→ Task material:
--------------------------------------------------

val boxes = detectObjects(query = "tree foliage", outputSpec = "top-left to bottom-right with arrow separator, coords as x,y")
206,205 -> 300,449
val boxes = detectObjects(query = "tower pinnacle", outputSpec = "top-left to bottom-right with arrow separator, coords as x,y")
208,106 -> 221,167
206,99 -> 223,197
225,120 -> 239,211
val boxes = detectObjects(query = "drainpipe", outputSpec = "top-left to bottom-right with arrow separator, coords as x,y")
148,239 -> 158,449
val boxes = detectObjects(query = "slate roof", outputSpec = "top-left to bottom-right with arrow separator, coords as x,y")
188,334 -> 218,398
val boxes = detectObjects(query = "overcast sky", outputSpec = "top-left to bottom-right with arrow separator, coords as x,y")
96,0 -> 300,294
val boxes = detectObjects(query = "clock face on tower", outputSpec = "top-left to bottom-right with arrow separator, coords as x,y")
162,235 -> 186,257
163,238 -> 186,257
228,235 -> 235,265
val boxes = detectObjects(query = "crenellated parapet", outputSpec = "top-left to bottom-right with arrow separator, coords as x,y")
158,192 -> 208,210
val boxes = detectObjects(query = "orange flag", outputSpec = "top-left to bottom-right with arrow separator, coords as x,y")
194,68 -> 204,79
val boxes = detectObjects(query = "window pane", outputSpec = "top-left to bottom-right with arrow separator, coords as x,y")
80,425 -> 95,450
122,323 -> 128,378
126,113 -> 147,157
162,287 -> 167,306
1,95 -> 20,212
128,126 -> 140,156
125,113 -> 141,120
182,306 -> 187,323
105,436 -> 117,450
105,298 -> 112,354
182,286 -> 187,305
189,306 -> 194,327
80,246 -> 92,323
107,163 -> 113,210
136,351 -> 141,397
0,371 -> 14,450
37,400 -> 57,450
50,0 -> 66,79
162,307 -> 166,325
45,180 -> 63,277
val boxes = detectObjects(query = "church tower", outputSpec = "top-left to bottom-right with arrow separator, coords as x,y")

--------------------------------------------------

→ What needs to be done: Write out the whole listing exactly.

→ Output for this exercise:
val boxes = detectObjects(query = "tree foliage", outputSpec = "top-left to bottom-right with arrow separator, coords as x,y")
206,205 -> 300,449
val boxes = detectObjects(query = "tower pinnacle", outputSpec = "top-left to bottom-right with arrow separator, coords as x,y")
208,106 -> 221,167
206,99 -> 223,197
225,120 -> 239,211
val boxes = detectObjects(query = "drainpipe", outputSpec = "top-left to bottom-right with arrow separator, coords as x,y")
148,239 -> 158,449
val boxes = detectObjects(query = "slate roof", outputSpec = "top-left to bottom-right with arrow separator, coords as x,y")
188,334 -> 218,398
val boxes = detectObjects(query = "overcast sky", outputSpec = "top-left to bottom-right with arrow separator, coords as x,y")
96,0 -> 300,294
val boxes = detectObjects(query = "clock face on tower", outputSpec = "top-left to bottom-right with arrow separator, coords as x,y")
162,235 -> 186,257
163,238 -> 186,257
228,235 -> 235,265
val boxes = detectObjects(query = "crenellated parapet", outputSpec = "top-left to bottom-right with arrow separator, coords as x,y")
158,192 -> 208,210
val boxes = detectObjects(query = "orange flag", outputSpec = "top-left to bottom-right with arrow separator, coords as x,y")
194,68 -> 204,79
val boxes = detectObjects(query = "window pane", outputSpec = "top-left to bottom-right with arrow separator, coords as x,y")
80,425 -> 95,450
122,323 -> 128,378
126,113 -> 147,157
162,287 -> 167,306
1,95 -> 20,212
128,126 -> 140,156
125,113 -> 141,120
182,306 -> 187,323
105,436 -> 117,450
105,298 -> 112,354
182,286 -> 187,305
189,306 -> 194,327
80,246 -> 92,323
107,163 -> 113,210
136,351 -> 141,397
0,371 -> 14,450
37,400 -> 57,450
50,0 -> 66,79
162,307 -> 166,325
45,180 -> 63,277
val boxes = detectObjects(query = "church tower", outputSpec = "top-left to bottom-right with arrow separator, coords as x,y")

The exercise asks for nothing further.